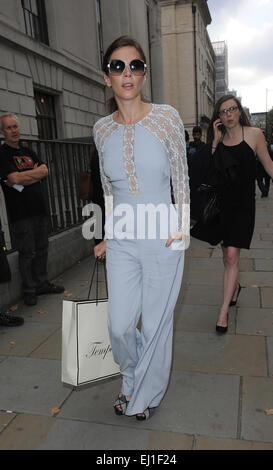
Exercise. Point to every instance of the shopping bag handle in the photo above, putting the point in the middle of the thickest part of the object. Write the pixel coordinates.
(96, 268)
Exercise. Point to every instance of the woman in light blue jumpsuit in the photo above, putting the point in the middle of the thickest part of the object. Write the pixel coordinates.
(141, 148)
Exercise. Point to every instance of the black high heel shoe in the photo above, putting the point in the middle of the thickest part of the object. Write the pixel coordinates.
(222, 329)
(234, 302)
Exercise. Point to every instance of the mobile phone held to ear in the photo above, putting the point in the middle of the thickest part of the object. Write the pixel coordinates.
(221, 128)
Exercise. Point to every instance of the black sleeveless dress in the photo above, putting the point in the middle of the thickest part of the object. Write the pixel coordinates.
(234, 172)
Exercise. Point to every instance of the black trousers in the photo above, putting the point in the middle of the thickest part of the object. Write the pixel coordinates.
(30, 237)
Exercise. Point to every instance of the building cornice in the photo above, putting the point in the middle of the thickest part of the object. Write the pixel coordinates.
(28, 45)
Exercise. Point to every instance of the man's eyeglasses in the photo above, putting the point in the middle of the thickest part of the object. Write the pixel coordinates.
(231, 110)
(117, 67)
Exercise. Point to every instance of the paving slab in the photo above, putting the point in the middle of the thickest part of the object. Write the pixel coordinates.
(267, 236)
(267, 297)
(31, 386)
(5, 420)
(190, 415)
(208, 443)
(211, 264)
(21, 341)
(269, 343)
(257, 279)
(261, 243)
(209, 295)
(200, 295)
(254, 321)
(160, 440)
(211, 353)
(257, 397)
(263, 264)
(26, 432)
(201, 251)
(200, 277)
(76, 435)
(200, 318)
(258, 253)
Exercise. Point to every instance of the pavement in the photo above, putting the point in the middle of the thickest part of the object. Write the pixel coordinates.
(220, 395)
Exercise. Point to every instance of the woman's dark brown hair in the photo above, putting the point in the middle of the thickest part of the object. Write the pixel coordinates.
(243, 118)
(122, 41)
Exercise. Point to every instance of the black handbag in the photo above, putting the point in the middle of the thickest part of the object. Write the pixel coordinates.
(210, 204)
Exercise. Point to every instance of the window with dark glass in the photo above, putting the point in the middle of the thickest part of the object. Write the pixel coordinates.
(35, 19)
(46, 116)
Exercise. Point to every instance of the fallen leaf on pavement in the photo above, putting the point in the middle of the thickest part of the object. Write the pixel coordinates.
(67, 294)
(14, 308)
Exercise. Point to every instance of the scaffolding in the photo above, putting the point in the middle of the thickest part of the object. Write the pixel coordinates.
(221, 68)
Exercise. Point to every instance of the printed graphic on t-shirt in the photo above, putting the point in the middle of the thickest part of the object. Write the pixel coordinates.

▶ WRITTEN EXERCISE: Please copy the rows again from the one containing "Exercise. Point to every instance of the window" through the last row, swapping "fallen leaf" for "dry leaf" and leaving everything else unchanged.

▶ EXERCISE ANSWER:
Exercise. Point to every instance of the window with dark glass in the photo above, putting the point in the middle of the thickest part of the object. Write the pixel coordinates.
(35, 19)
(46, 116)
Exercise. Point to every instance of the dry leaf on pavement in the photo above, putting the point in the middle of the thickest part of the object. Write the pixel coordinates.
(67, 294)
(14, 308)
Exercise. Point to every instance of the scaffolding in the photo above, putting the point in the middle of the thickest part of the object. Write the pixel coordinates.
(221, 68)
Exercise. Point to every instance of the printed graphic on t-shirt in the photo above, putting the point in the middle of the thickest part of the object. Write the pixel coordinates.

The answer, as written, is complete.